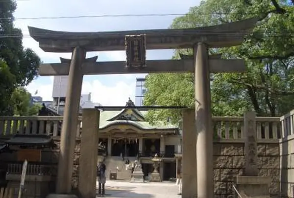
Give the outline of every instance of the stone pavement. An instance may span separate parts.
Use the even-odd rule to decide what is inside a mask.
[[[97,183],[97,195],[98,194]],[[139,183],[129,181],[107,180],[105,184],[105,197],[179,198],[177,195],[178,186],[175,183],[148,182]]]

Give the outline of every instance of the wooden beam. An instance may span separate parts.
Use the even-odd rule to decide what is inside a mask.
[[[149,73],[185,73],[194,72],[193,60],[163,60],[147,61],[147,66],[139,69],[127,68],[125,61],[85,63],[84,75],[123,74]],[[243,59],[210,59],[210,72],[244,72],[246,71]],[[39,68],[41,76],[63,76],[69,74],[68,63],[42,64]]]
[[[87,51],[125,50],[125,35],[146,35],[147,49],[192,48],[205,42],[210,47],[239,45],[258,18],[189,29],[142,30],[101,32],[69,32],[28,27],[30,35],[43,50],[71,52],[79,46]]]

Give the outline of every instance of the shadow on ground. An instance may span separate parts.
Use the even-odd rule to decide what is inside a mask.
[[[99,197],[98,191],[96,191],[96,195]],[[105,197],[119,198],[152,198],[154,196],[147,194],[136,193],[128,190],[107,190],[105,189]]]

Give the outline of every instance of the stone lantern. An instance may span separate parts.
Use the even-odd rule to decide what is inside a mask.
[[[151,159],[153,162],[153,167],[154,170],[152,173],[151,174],[151,178],[150,181],[161,181],[161,178],[159,173],[157,171],[157,169],[159,167],[159,164],[161,161],[161,159],[158,158],[157,154],[156,154],[154,157]]]

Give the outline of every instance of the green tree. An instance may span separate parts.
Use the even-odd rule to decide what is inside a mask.
[[[0,1],[0,58],[7,64],[11,79],[14,79],[9,85],[0,84],[0,92],[7,91],[5,94],[8,98],[12,96],[11,89],[27,85],[37,76],[40,63],[35,52],[23,46],[21,30],[15,28],[13,24],[13,14],[16,9],[15,0]],[[1,115],[8,115],[13,112],[13,104],[9,102],[8,100],[0,103]]]
[[[15,115],[27,115],[30,104],[30,94],[20,87],[14,89],[11,96]]]
[[[246,73],[212,75],[213,115],[241,115],[247,109],[258,115],[278,116],[294,108],[294,7],[287,0],[207,0],[174,20],[171,28],[215,25],[259,16],[260,20],[241,46],[211,49],[223,58],[244,58]],[[189,49],[176,50],[191,54]],[[194,107],[193,74],[149,74],[146,86],[146,105]],[[179,110],[151,111],[151,122],[177,123]]]
[[[0,59],[0,114],[12,114],[10,97],[15,84],[15,77],[3,60]],[[9,108],[7,108],[9,107]]]

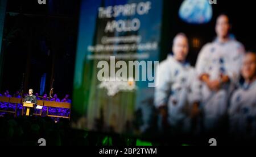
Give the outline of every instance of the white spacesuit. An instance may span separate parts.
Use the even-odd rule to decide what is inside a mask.
[[[172,127],[188,132],[190,128],[189,112],[192,103],[199,99],[198,87],[193,87],[197,78],[189,64],[176,61],[171,55],[159,64],[155,90],[155,105],[167,104],[168,122]]]
[[[199,76],[209,75],[210,80],[221,80],[221,75],[228,76],[229,82],[222,84],[220,89],[214,92],[202,82],[201,102],[204,112],[204,125],[207,129],[214,128],[228,108],[228,100],[236,85],[238,84],[240,69],[244,54],[243,46],[229,39],[225,43],[217,40],[207,44],[199,53],[196,65]]]
[[[256,133],[256,80],[245,84],[232,96],[229,109],[230,129],[237,135],[255,137]]]

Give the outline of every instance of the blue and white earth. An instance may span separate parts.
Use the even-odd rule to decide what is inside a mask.
[[[206,23],[212,19],[212,7],[208,0],[185,0],[180,6],[179,15],[188,23]]]

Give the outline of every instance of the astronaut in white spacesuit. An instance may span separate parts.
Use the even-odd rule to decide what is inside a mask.
[[[256,133],[256,55],[245,56],[242,69],[245,82],[236,90],[229,109],[230,130],[232,135],[244,138]]]
[[[167,124],[181,134],[189,131],[191,104],[199,96],[192,96],[193,89],[199,88],[191,86],[197,76],[185,62],[188,47],[186,36],[177,34],[173,41],[173,55],[160,63],[156,73],[158,85],[155,89],[155,106],[160,109],[162,122],[159,127],[162,129]]]
[[[217,39],[203,47],[196,65],[202,81],[201,104],[206,131],[219,126],[227,112],[229,97],[238,82],[245,50],[230,38],[230,28],[228,16],[220,15],[216,24]]]

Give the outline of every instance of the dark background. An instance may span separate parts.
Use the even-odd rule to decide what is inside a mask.
[[[44,93],[48,94],[54,80],[54,93],[59,97],[72,94],[80,2],[47,0],[46,5],[39,5],[37,0],[7,1],[0,91],[19,90],[24,73],[25,91],[32,88],[39,92],[41,77],[46,73]],[[214,39],[216,19],[221,13],[230,16],[232,32],[246,50],[256,49],[253,1],[217,1],[211,22],[200,25],[180,19],[183,1],[163,2],[160,60],[171,52],[174,36],[183,32],[190,43],[188,60],[194,65],[201,47]],[[197,46],[193,44],[195,39],[199,41]]]
[[[3,43],[1,91],[39,92],[46,73],[44,93],[62,98],[72,91],[80,1],[8,0]],[[54,83],[53,80],[55,80]]]

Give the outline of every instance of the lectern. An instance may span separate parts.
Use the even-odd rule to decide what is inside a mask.
[[[30,108],[34,108],[34,103],[23,102],[23,108],[26,107],[27,110],[26,111],[26,115],[30,115]],[[22,111],[22,114],[23,112]]]

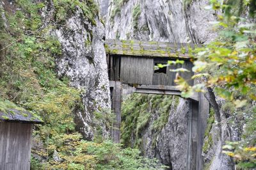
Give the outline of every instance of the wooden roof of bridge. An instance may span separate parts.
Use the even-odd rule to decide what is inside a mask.
[[[163,42],[116,40],[107,39],[105,49],[107,54],[149,58],[163,57],[189,58],[189,52],[199,45]]]

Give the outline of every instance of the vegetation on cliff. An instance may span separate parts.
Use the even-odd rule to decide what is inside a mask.
[[[195,91],[214,92],[225,100],[231,115],[225,115],[228,123],[244,125],[239,141],[228,142],[223,153],[234,158],[237,167],[256,167],[256,3],[251,1],[211,0],[207,10],[216,11],[218,20],[212,23],[220,36],[204,47],[191,54],[196,73],[193,79],[200,78],[202,83],[190,86],[182,77],[177,77],[176,82],[186,97]],[[250,15],[250,16],[249,16]],[[248,18],[247,19],[245,17]],[[210,100],[211,101],[211,100]],[[223,107],[227,107],[227,104]],[[215,120],[220,126],[222,120],[220,108],[212,102]],[[243,118],[235,122],[236,118]],[[221,134],[220,134],[220,137]],[[209,140],[208,143],[210,143]],[[205,150],[207,146],[205,146]]]
[[[54,61],[62,55],[61,44],[49,33],[79,8],[95,25],[98,7],[94,1],[19,0],[3,6],[0,3],[0,109],[13,107],[3,104],[8,100],[36,112],[44,121],[35,127],[33,141],[42,144],[32,150],[31,169],[160,167],[155,160],[140,157],[137,150],[109,141],[85,141],[75,130],[74,111],[84,108],[83,91],[70,87],[68,78],[57,76]],[[54,17],[45,26],[42,14],[51,3]]]

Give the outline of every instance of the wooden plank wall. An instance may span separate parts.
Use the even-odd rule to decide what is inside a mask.
[[[152,84],[154,59],[122,57],[120,80],[124,83]]]
[[[170,60],[170,59],[169,59]],[[154,63],[167,63],[168,59],[156,59]],[[190,70],[190,72],[179,72],[181,77],[186,80],[189,81],[190,85],[193,84],[193,81],[190,80],[191,77],[194,75],[192,72],[193,64],[188,60],[186,60],[184,65],[170,65],[167,66],[166,73],[154,73],[153,75],[152,85],[165,85],[165,86],[175,86],[174,80],[175,79],[177,72],[170,72],[170,70],[174,70],[179,68],[184,68]]]
[[[29,169],[32,126],[0,122],[0,169]]]

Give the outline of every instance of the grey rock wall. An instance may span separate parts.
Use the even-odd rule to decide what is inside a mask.
[[[49,3],[42,15],[45,24],[51,24],[54,10]],[[88,140],[93,139],[95,126],[100,126],[104,138],[109,136],[105,125],[95,125],[93,112],[102,114],[111,109],[110,92],[108,77],[106,52],[104,47],[105,29],[98,17],[93,25],[81,9],[67,15],[65,24],[52,29],[61,45],[62,54],[56,59],[57,72],[60,77],[67,76],[70,85],[82,90],[84,111],[76,113],[76,128]]]
[[[216,20],[216,14],[204,10],[204,6],[208,4],[207,0],[191,1],[189,4],[184,1],[110,0],[106,17],[106,38],[209,43],[217,36],[209,23]],[[138,12],[136,9],[138,8]],[[136,12],[138,16],[134,15]],[[188,104],[180,98],[177,110],[170,109],[168,122],[157,135],[156,147],[151,145],[154,134],[150,127],[152,121],[149,122],[148,128],[141,132],[145,155],[157,157],[162,163],[171,166],[172,169],[186,169],[186,108],[188,108]],[[153,118],[157,116],[156,112],[152,112]],[[229,130],[228,126],[222,128],[222,132]],[[212,132],[211,133],[214,133]],[[222,139],[225,141],[230,137],[225,133]],[[213,141],[214,144],[209,153],[203,155],[204,162],[209,164],[208,167],[211,169],[232,169],[234,165],[231,160],[221,153],[223,141],[220,138],[214,138]]]

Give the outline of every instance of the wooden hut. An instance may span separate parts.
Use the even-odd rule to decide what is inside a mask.
[[[33,125],[42,121],[35,114],[6,102],[8,107],[3,107],[0,101],[0,169],[29,169]]]
[[[181,67],[190,71],[180,75],[189,80],[193,72],[189,53],[195,46],[192,43],[106,40],[109,80],[131,84],[174,86],[176,73],[170,70]],[[158,64],[177,59],[184,63],[155,69]],[[193,84],[193,81],[189,82]]]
+ + +
Exercise objective = Reproduce exactly the line that holds "Give the outline of every instance of the grey", then every line after it, ending with the final line of the records above.

Complete output =
Give the outline of every instance of the grey rock wall. An instance may span separate parts.
Use the even-odd rule to decide what is inside a mask.
[[[49,3],[42,15],[45,24],[51,24],[54,10]],[[88,140],[93,139],[95,126],[100,126],[104,138],[109,136],[105,125],[95,125],[93,112],[102,114],[111,109],[110,92],[108,77],[106,52],[104,47],[105,29],[98,17],[93,25],[81,9],[67,15],[65,24],[52,29],[61,45],[62,54],[56,59],[57,72],[60,77],[67,76],[70,85],[82,90],[84,111],[76,113],[76,128]]]
[[[216,20],[216,14],[204,10],[204,6],[208,4],[207,0],[191,1],[189,4],[184,1],[110,0],[106,17],[106,38],[209,43],[217,36],[209,23]],[[138,12],[136,9],[138,8]],[[136,12],[138,16],[134,15]],[[188,104],[180,98],[177,110],[170,109],[168,122],[157,135],[156,147],[151,145],[154,134],[150,127],[152,121],[149,122],[148,128],[141,132],[145,155],[157,157],[162,163],[171,166],[172,169],[186,169],[186,108],[188,108]],[[153,118],[157,116],[156,112],[152,112]],[[229,130],[228,126],[222,128],[222,132]],[[212,132],[211,133],[214,133]],[[222,139],[225,141],[230,137],[225,133]],[[213,141],[214,144],[209,153],[203,155],[204,162],[209,164],[208,167],[211,169],[232,169],[234,165],[231,160],[221,153],[223,141],[220,138],[214,138]]]

Give the outline of every instance of the wooden hut. An instance may span separate parts.
Use the even-odd rule to decide what is inside a mask.
[[[33,125],[42,121],[35,114],[6,102],[8,107],[3,107],[0,101],[0,169],[29,169]]]
[[[181,67],[190,71],[180,75],[189,80],[193,72],[189,53],[195,46],[192,43],[106,40],[109,80],[131,84],[174,86],[176,73],[170,70]],[[158,64],[177,59],[184,63],[155,69]],[[193,84],[193,81],[189,82]]]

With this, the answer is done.